Горошко: Да, конечно. Другое дело – качество самого внешнего независимого тестирования. Уровень его. Мне когда-то показали тест по английскому языку, полностью передранный с канадского теста. В ответе нужно было указать название каких-то пород оленей в Канаде. Сразу напрашивается вопрос: "Ребята, а что вы тестируете и зачем?"
Рубин: Вспомнил, в новом законе сняли ограничения профильного магистрата. То есть после получения бакалавра можно дальше идти на любую специальность. Раньше нельзя было. Допустим, если ты филолог, то раньше ты мог идти в магистратуру, лишь сопряженную с языками, сейчас можешь идти в историки. Ограничения только у медицинских факультетов. В общем, можно с машиностроения переходить в журналистику.
– Ужас. Тут после журфака студенты приходят в редакцию и к ним есть ровно один вопрос: "Чему вас пять лет учили?"
Горошко: Преподавание не успевает за реалиями. Та же журналистика, там быстро и безнадежно устаревают предметы. Студентов бы учить отличать фейковую информацию от реальной. Но как? Если преподаватель даже слова такого не знает, он работал в ньюзрумах 70-х годов прошлого столетия.

● Исходные материалы

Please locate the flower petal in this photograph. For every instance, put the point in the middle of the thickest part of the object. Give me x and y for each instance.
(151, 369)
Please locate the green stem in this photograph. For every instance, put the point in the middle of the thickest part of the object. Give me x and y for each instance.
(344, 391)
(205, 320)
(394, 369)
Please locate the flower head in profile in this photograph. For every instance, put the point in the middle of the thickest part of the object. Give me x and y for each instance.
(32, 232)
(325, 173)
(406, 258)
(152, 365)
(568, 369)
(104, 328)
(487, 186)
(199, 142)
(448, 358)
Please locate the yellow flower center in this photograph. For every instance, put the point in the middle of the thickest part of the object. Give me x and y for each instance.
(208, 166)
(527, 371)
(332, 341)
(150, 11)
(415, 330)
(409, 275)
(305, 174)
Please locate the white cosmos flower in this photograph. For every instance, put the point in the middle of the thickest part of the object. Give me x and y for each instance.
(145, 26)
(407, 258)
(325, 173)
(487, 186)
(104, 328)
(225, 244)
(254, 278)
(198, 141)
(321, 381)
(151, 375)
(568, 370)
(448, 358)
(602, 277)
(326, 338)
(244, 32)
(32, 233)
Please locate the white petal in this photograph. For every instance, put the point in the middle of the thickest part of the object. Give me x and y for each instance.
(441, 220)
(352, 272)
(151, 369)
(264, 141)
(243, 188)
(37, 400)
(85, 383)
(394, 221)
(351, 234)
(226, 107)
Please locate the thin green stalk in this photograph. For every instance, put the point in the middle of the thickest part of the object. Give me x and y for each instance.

* * *

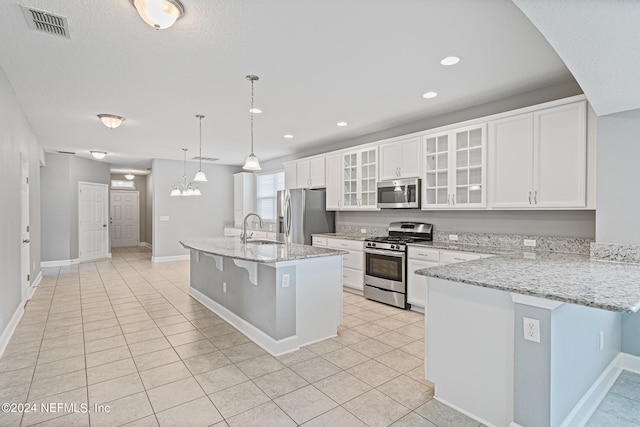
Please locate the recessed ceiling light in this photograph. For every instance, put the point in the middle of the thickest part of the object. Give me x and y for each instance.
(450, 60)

==

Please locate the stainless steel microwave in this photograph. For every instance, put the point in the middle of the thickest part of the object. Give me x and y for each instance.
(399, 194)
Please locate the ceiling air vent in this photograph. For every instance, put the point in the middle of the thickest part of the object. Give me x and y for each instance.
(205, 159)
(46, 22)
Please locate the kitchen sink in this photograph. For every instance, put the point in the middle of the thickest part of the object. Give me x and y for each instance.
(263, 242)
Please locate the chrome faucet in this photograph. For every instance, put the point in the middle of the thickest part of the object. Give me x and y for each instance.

● Задания для выполнения
A) Ответьте на вопросы по фрагменту интервью об образовании:
(i) Тест по какому языку, по словам Горошко, был полностью передран с канадского теста?
(ii) У каких факультетов, по словам Рубина, сохраняются ограничения?
(iii) В ньюзрумах каких лет работал преподаватель, о котором говорит Горошко?
B) Выведите без изменений часть фрагмента интервью об образовании между словами «Горошко: Преподавание не» и «годов прошлого столетия.» включительно.
C) Продолжите фрагмент интервью об образовании с того места, на котором он заканчивается.
Приведенные пункты для работы не понадобятся.

● Ответы по пунктам
A)
(i) По английскому языку.
(ii) У медицинских факультетов.
(iii) В ньюзрумах 70-х годов прошлого столетия.

B)
Горошко: Преподавание не успевает за реалиями. Та же журналистика, там быстро и безнадежно устаревают предметы. Студентов бы учить отличать фейковую информацию от реальной. Но как? Если преподаватель даже слова такого не знает, он работал в ньюзрумах 70-х годов прошлого столетия.

C)
Прежде чем готовить студента, приди на фабрику или в редакцию, спроси: "Какими навыками должен обладать специалист, который вам подойдет?" Послушай все, что тебе скажут. Не должно быть образование оторвано от практики. Но в законе ни слова об этом.
И, к сожалению, у нас очень много морально устаревших специальностей, которые вообще не нужны. Государство продолжает обучать заведомо безработных людей. Только потому, что эта специальность есть в квалификационном реестре.
Рубин: А создать новую специальность? Нужны годы хождения по всем кругам ада госмашины. В Германии я специально спрашивал, сколько нужно времени, чтобы создать новую специальность. Три месяца! Максимум. Они изучают мехатронику. У нас нет такого еще. Кстати, в Европе кто следит за тенденциями? За тем, какие специальности необходимы на рынке сейчас? Торговая палата. А у нас чем занимается Торговая палата? Никто не знает.
– Как быть с этим: "Запихну ребенка в престижный вуз и неважно, есть ли у него способности"?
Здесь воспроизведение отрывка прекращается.